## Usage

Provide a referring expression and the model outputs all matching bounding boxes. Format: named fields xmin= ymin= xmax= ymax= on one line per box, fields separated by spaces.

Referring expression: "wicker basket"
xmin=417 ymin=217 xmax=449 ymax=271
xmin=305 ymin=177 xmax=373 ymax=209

WHAT YOU SHOULD DO:
List every line in the records that includes the word "expression".

FINISHED ANSWER:
Provide a referring expression and the model outputs all matching bounding boxes. Format: named fields xmin= ymin= xmax= ymax= on one line per box, fields separated by spaces.
Referring expression: "wicker basket"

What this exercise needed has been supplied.